══ Input for this task
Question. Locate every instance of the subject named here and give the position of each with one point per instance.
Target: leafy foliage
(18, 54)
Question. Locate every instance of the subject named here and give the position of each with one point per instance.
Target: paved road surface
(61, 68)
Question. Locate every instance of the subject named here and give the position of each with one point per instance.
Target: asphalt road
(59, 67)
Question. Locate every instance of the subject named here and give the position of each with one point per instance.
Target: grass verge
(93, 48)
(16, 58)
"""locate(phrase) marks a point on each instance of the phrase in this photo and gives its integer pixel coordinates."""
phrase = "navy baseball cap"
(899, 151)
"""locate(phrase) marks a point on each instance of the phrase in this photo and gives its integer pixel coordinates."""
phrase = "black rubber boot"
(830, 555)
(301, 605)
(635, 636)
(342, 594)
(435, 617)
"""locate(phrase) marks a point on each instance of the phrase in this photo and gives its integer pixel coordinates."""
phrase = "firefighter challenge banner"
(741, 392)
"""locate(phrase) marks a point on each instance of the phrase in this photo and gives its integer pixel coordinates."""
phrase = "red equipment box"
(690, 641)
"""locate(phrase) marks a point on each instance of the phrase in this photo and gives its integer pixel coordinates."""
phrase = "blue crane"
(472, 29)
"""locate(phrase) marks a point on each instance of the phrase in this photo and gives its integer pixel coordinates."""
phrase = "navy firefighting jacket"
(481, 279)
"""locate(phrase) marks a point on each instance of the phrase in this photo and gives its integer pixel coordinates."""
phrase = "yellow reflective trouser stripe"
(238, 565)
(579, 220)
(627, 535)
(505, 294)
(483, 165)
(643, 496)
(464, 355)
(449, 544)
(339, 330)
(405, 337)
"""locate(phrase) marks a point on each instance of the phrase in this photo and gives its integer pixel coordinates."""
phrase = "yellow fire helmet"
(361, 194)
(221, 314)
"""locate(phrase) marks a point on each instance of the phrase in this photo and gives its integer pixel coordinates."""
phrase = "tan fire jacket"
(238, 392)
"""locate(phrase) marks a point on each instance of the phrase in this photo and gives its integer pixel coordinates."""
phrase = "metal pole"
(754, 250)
════
What to produce
Restate every entry above exactly as it stands.

Solution to this exercise
Question. Locate every instance of the subject named here and give the position of each with one point per instance.
Target: leafy foliage
(18, 54)
Question. Locate every instance of the subject named here and give the position of each with one point per instance.
Target: paved road surface
(61, 68)
Question. Locate every instance of the subject named here and give the position of each with one point per instance.
Target: asphalt road
(59, 67)
Question. Locate every instance of the subject named here and give the position of each with one point per instance.
Target: grass verge
(93, 48)
(16, 58)
"""locate(phrase) marks a point on each instance of the phrase in this photo and gives its integer pixel coordinates."""
phrase = "navy baseball cap"
(899, 151)
"""locate(phrase) marks a point on each instance of the phrase in this photo and gives its integer pixel coordinates."""
phrase = "black rubber boot"
(830, 555)
(301, 605)
(635, 636)
(342, 594)
(435, 617)
"""locate(phrase) marks a point on each instance of the phrase in this photo and gives its integer pixel coordinates."""
phrase = "firefighter challenge banner"
(741, 392)
"""locate(phrase) marks a point on each instance of the phrase in this photo and gives its integer pixel coordinates."""
phrase = "red equipment box"
(690, 641)
"""locate(phrase) marks a point on each instance of the phrase in this photo and gives its integer pixel coordinates."""
phrase = "blue crane"
(472, 29)
"""locate(phrase) marks a point on each instance of the phrase in this photo and gives its integer pixel coordinates."""
phrase = "navy firefighting jacket"
(481, 279)
"""locate(phrase) marks a point on each instance of the phrase in this photo and gives its integer pixel coordinates."""
phrase = "yellow reflective trouser stripe"
(238, 565)
(579, 220)
(627, 535)
(505, 294)
(483, 165)
(643, 496)
(464, 355)
(449, 544)
(339, 330)
(405, 337)
"""locate(phrase) marks a point on each instance of the phrase in this photo and gives its integer pixel coordinates."""
phrase = "yellow fire helmet"
(361, 194)
(221, 314)
"""locate(phrase) marks a point on each instance of the phrase in this photo and gives its integer pixel coordinates."""
phrase = "tan fire jacket"
(238, 392)
"""locate(phrase) marks a point on each instance of the phrase in this photo and gives its integer pixel coordinates."""
phrase = "metal pole"
(754, 250)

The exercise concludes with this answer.